* _Kutipan Bacaan_:
Pembelajaran ini bukan saja bentuk pengayaan perihal kemajemukan dan kekayaan bangsa, namun dapat merangsang kecerdasan spasial (dimensi ruang) para pelajar. Dengan kecerdasan ini, pelajar bakal mudah memetakan posisi, demografi maupun keunikan suatu daerah. Kemampuan ini dapat melahirkan kelekatan emosional sebagai satu bangsa. Pada gilirannya mampu membangkitkan semangat keindonesiaan dan membakar jiwa nasionalisme pada generasi muda. Tayangan edukatif berupa petualangan dan ekspedisi daerah pedalaman atau pulau terluar sangat positif menjalin komunikasi dan silaturahmi di antara penduduk sebangsa. Namun pada hal ini, pembangunan dan pemberdayaan masyarakat perbatasan merupakan bentuk perhatian pemerintah yang sangat dinantikan.

* _Tujuan Tugas_:
Tuliskan ulang bagian kutipan bacaan tentang kecerdasan spasial itu, dimulai dengan "Pembelajaran ini bukan" dan berlanjut terus hingga "yang sangat dinantikan.".

* _Data Ekstraksi_:
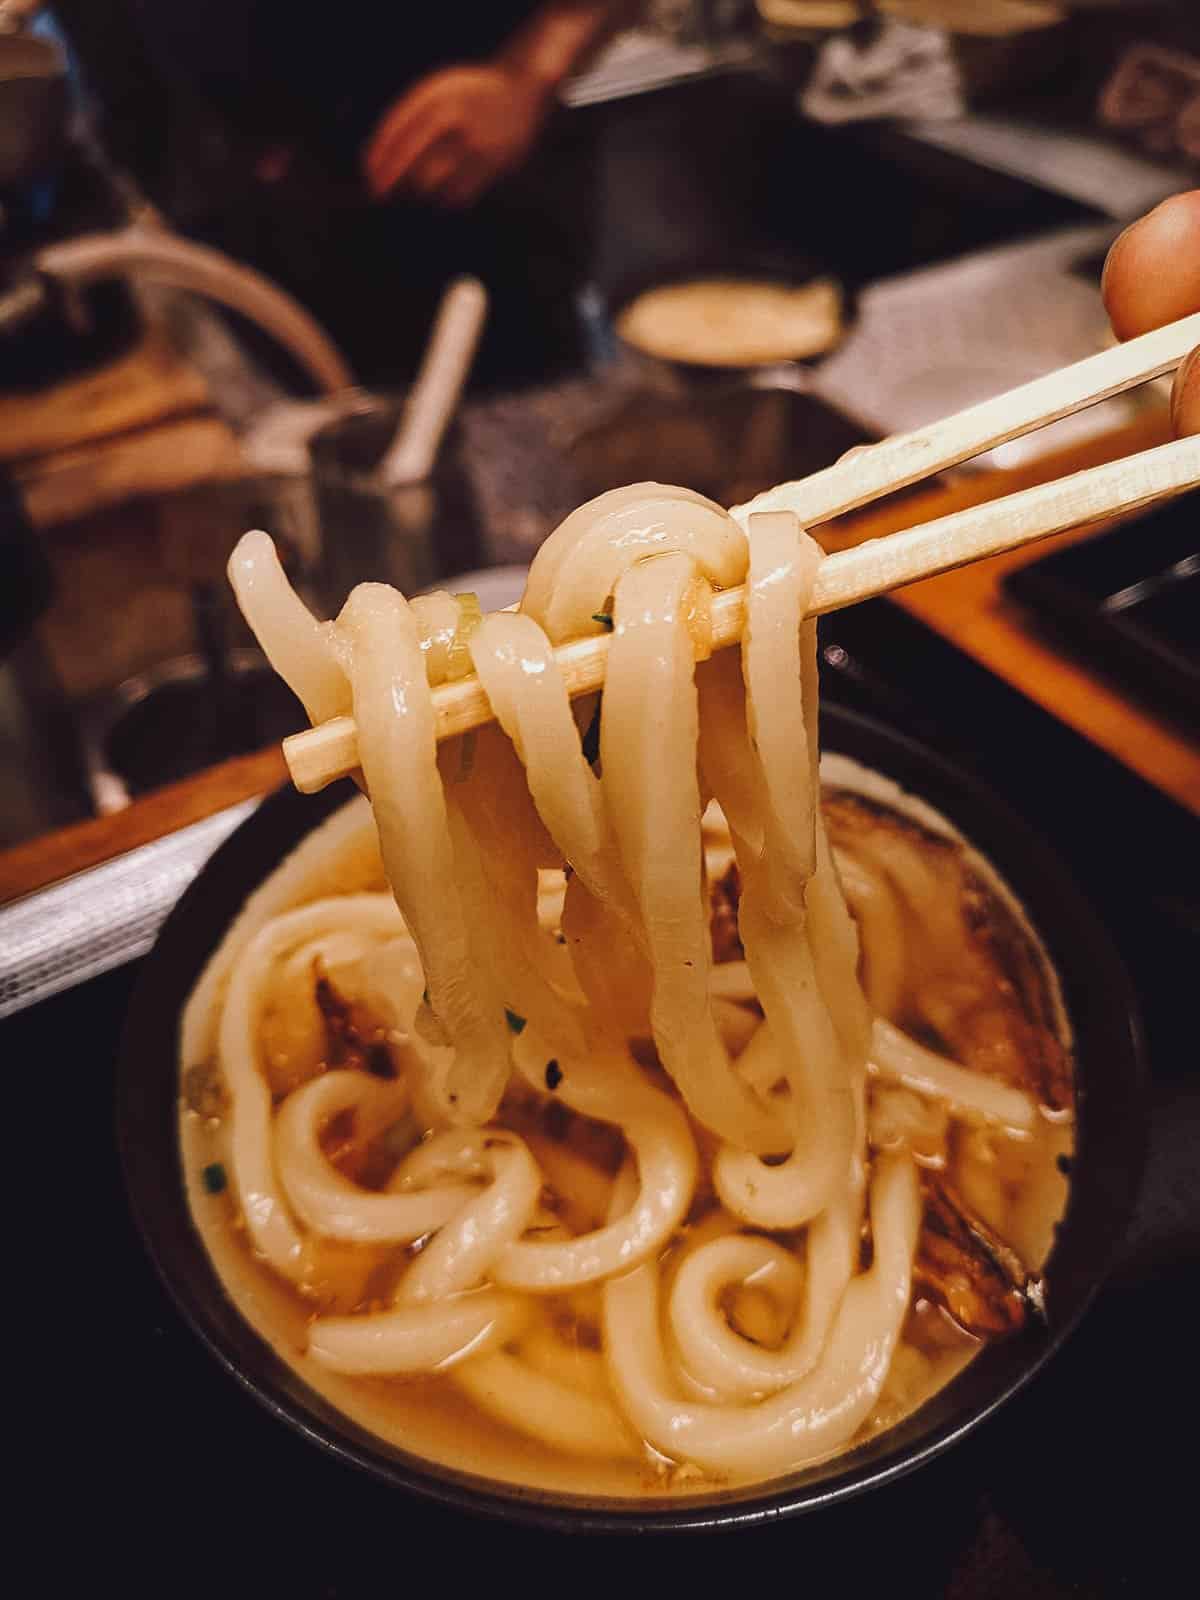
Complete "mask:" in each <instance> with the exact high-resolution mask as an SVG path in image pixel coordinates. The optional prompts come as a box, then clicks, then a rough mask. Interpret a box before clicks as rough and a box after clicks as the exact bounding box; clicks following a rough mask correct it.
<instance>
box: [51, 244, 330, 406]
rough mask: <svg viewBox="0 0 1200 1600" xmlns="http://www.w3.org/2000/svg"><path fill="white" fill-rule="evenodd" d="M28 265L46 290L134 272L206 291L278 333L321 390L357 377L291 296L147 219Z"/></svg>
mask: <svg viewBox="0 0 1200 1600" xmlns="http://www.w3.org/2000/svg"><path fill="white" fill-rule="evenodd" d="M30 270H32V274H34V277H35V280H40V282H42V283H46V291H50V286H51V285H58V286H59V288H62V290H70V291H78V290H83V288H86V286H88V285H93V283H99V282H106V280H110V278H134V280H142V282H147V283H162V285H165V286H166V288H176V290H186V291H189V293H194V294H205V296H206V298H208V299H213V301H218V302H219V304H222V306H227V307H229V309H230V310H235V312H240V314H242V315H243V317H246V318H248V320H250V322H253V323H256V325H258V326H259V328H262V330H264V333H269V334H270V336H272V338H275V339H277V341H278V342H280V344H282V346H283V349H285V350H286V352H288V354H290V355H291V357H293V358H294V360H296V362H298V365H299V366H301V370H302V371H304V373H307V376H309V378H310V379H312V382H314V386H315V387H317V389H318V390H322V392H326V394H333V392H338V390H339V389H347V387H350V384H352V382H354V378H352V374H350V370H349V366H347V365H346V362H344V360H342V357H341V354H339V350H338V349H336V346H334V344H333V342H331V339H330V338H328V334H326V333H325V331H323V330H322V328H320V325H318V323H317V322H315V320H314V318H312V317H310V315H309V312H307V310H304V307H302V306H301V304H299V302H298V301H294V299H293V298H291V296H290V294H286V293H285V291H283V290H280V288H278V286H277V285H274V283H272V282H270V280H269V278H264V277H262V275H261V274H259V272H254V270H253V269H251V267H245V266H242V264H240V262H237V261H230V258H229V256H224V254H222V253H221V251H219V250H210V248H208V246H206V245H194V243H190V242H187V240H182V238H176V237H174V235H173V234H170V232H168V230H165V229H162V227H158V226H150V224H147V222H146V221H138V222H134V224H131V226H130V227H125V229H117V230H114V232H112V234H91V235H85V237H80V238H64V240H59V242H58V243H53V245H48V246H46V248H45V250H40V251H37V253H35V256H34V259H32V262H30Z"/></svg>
...
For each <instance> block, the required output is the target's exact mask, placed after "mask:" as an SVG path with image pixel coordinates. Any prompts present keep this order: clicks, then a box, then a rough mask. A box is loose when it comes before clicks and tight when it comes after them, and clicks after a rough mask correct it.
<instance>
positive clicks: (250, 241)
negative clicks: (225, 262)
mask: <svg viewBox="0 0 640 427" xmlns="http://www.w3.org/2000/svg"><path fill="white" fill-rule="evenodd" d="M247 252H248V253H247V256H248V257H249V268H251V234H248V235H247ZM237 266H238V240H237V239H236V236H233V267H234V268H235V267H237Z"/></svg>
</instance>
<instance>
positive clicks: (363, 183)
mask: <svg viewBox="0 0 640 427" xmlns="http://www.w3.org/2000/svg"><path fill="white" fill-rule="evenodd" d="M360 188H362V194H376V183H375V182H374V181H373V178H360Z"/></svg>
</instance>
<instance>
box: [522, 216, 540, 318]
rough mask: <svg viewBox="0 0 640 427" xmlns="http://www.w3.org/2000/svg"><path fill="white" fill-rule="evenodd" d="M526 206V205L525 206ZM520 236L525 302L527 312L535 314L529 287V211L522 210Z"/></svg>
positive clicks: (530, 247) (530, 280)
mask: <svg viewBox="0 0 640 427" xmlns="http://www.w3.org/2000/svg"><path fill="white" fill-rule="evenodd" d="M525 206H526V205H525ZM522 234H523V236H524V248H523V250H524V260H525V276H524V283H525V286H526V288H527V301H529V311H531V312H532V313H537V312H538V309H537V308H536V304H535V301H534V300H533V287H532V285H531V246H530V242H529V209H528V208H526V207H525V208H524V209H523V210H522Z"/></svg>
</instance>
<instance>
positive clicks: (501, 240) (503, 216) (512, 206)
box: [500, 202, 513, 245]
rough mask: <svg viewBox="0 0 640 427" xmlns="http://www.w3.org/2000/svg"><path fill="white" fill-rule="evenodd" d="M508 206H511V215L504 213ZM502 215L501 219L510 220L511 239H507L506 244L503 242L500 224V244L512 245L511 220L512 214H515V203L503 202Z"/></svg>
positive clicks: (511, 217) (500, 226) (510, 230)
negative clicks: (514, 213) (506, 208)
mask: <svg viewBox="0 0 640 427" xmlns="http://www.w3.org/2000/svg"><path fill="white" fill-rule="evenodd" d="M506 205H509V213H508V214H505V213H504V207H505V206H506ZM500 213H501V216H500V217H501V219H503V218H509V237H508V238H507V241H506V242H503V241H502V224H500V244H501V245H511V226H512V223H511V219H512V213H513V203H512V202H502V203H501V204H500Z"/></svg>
--
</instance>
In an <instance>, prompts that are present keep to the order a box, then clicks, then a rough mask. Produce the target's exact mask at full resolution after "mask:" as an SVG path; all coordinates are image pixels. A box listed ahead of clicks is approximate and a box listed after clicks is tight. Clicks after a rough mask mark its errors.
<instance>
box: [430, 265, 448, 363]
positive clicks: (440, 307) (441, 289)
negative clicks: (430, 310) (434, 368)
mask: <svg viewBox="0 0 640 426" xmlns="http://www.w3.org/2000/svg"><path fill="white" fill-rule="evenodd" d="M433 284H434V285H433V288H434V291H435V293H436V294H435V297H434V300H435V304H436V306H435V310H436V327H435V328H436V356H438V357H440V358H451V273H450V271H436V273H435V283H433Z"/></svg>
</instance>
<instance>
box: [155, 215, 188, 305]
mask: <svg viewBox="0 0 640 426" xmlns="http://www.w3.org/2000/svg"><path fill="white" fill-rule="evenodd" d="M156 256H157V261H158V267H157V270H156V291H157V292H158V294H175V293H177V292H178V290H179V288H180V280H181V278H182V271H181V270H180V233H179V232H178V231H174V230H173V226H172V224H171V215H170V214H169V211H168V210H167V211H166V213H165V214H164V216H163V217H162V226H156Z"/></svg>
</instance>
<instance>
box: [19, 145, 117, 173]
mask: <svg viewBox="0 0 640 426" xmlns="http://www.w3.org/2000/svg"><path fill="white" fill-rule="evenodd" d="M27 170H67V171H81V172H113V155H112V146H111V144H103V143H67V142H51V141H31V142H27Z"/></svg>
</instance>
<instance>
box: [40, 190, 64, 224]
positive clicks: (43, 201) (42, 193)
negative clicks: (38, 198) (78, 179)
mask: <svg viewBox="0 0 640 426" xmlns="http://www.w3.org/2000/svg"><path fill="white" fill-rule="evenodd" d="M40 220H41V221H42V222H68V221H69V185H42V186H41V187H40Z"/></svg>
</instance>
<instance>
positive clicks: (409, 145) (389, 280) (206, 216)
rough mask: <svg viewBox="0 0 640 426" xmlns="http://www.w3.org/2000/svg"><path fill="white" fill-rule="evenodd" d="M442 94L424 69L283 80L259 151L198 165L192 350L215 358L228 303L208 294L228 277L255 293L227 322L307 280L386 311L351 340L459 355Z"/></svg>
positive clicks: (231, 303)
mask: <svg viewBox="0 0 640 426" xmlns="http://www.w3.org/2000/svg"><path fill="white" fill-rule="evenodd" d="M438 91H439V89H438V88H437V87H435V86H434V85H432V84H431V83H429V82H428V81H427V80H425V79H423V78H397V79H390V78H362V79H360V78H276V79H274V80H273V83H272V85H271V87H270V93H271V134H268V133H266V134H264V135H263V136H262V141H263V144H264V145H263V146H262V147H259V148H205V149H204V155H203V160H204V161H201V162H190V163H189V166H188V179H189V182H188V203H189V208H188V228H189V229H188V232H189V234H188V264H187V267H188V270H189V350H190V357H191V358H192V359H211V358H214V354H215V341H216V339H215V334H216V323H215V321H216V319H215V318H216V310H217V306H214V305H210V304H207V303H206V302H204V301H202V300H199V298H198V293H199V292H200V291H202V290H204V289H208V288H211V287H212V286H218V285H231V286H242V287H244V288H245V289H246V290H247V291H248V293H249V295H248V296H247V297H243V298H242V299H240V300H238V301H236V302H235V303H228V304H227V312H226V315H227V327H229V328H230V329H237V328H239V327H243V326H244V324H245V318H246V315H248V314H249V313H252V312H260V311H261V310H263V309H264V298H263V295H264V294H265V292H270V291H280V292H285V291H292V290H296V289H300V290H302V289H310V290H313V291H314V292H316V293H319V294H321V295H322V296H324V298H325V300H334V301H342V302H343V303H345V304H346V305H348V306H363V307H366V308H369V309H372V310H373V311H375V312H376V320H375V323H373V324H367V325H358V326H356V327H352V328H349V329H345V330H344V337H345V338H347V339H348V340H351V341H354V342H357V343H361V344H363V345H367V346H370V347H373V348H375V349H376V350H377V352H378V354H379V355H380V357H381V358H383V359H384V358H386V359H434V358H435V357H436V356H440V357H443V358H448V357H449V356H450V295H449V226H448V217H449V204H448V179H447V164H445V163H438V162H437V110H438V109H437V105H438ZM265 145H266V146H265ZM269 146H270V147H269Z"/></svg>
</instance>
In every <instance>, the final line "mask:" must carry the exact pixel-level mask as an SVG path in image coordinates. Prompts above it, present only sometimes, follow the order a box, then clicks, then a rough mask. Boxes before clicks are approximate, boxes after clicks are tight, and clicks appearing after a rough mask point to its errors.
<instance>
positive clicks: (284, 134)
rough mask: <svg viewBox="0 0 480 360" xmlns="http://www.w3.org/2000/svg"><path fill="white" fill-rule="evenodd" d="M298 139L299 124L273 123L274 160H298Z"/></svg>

* _Jawaban Tugas_:
Pembelajaran ini bukan saja bentuk pengayaan perihal kemajemukan dan kekayaan bangsa, namun dapat merangsang kecerdasan spasial (dimensi ruang) para pelajar. Dengan kecerdasan ini, pelajar bakal mudah memetakan posisi, demografi maupun keunikan suatu daerah. Kemampuan ini dapat melahirkan kelekatan emosional sebagai satu bangsa. Pada gilirannya mampu membangkitkan semangat keindonesiaan dan membakar jiwa nasionalisme pada generasi muda. Tayangan edukatif berupa petualangan dan ekspedisi daerah pedalaman atau pulau terluar sangat positif menjalin komunikasi dan silaturahmi di antara penduduk sebangsa. Namun pada hal ini, pembangunan dan pemberdayaan masyarakat perbatasan merupakan bentuk perhatian pemerintah yang sangat dinantikan.